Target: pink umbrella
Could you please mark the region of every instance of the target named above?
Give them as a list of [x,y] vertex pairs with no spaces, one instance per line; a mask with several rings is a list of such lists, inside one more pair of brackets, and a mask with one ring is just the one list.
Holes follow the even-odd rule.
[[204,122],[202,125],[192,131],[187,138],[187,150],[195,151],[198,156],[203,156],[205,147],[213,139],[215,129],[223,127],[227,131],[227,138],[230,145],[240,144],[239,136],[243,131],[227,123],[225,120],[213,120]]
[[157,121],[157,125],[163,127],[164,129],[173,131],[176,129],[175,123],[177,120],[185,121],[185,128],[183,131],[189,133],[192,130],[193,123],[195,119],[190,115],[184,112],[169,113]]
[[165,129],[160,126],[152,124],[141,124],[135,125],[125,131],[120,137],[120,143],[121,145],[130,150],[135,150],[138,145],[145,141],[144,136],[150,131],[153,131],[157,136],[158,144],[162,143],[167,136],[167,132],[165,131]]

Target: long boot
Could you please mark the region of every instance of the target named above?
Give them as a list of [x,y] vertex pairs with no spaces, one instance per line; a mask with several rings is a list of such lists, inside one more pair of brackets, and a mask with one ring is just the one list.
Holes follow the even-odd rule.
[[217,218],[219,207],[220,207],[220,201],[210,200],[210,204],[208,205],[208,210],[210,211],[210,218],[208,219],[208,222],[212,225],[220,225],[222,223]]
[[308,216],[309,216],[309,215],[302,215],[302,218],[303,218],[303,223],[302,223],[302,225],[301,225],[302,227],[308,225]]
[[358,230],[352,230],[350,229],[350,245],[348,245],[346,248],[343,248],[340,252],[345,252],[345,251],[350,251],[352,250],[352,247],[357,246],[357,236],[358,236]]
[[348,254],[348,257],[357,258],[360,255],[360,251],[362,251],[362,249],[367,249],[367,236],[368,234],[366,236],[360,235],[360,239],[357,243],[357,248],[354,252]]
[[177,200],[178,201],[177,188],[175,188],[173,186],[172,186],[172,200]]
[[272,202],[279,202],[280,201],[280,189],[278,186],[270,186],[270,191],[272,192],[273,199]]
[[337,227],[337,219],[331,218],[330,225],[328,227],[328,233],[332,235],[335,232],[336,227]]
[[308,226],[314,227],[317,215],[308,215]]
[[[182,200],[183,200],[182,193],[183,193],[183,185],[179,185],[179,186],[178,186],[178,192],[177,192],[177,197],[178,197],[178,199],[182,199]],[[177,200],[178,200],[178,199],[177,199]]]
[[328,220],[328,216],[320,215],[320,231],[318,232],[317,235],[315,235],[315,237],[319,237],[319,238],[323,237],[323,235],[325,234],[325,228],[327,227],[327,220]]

══════════

§ WHAT YOU HAVE TO DO: Every entry should be reproduced word for word.

§ ANSWER FOR THE TASK:
Target: pink umbrella
Could you please mark the region of every instance of the target named above?
Give them as a list of [x,y] vertex pairs with no spaces, one instance per line; a mask with several rings is a list of such lists, inside one more pair of brackets, and a mask with one ring is just the one list.
Holes follow the even-odd rule.
[[204,122],[202,125],[192,131],[187,138],[187,150],[195,151],[198,156],[203,156],[205,147],[213,139],[215,129],[223,127],[227,131],[227,138],[230,145],[240,144],[239,136],[243,131],[227,123],[225,120],[213,120]]
[[157,121],[157,125],[163,127],[164,129],[173,131],[176,129],[175,123],[177,120],[185,121],[185,128],[183,131],[189,133],[192,130],[193,123],[195,119],[190,115],[184,112],[169,113]]
[[165,129],[160,126],[152,124],[141,124],[135,125],[125,131],[120,137],[120,143],[121,145],[130,150],[135,150],[138,145],[145,141],[144,136],[150,131],[153,131],[157,136],[158,144],[162,143],[167,136],[167,132],[165,131]]

Target: long boot
Could you please mark the region of every instance of the target named above?
Give them as a list of [x,y] vertex pairs with no spaces, one instance per line; a mask with several rings is a list of such lists, inside one more pair of brackets, and a mask with one ring is just the one list.
Holes follow the even-odd rule.
[[217,218],[219,207],[220,207],[220,201],[210,200],[210,204],[208,205],[208,210],[210,211],[210,218],[208,219],[208,222],[212,225],[220,225],[222,223]]
[[308,216],[309,216],[309,215],[302,215],[302,218],[303,218],[303,223],[302,223],[302,225],[301,225],[302,227],[308,225]]
[[358,230],[352,230],[350,229],[350,245],[348,245],[346,248],[343,248],[340,252],[345,252],[345,251],[350,251],[352,250],[352,247],[357,246],[357,236],[358,236]]
[[348,254],[348,257],[357,258],[360,255],[360,251],[362,251],[362,249],[367,249],[367,236],[368,234],[366,236],[360,235],[360,239],[357,243],[357,248],[354,252]]
[[177,200],[178,201],[177,188],[175,188],[173,186],[172,186],[172,200]]
[[272,202],[279,202],[280,201],[280,189],[278,186],[270,186],[270,191],[272,192],[273,199]]
[[337,227],[337,219],[331,218],[330,225],[328,227],[328,233],[332,235],[335,232],[336,227]]
[[308,226],[314,227],[317,215],[308,215]]
[[[182,200],[183,200],[182,193],[183,193],[183,185],[179,185],[179,186],[178,186],[178,192],[177,192],[177,197],[178,197],[178,199],[182,199]],[[177,200],[178,200],[178,199],[177,199]]]
[[328,220],[328,216],[320,215],[320,231],[318,232],[317,235],[315,235],[315,237],[319,237],[319,238],[323,237],[323,235],[325,234],[325,228],[327,227],[327,220]]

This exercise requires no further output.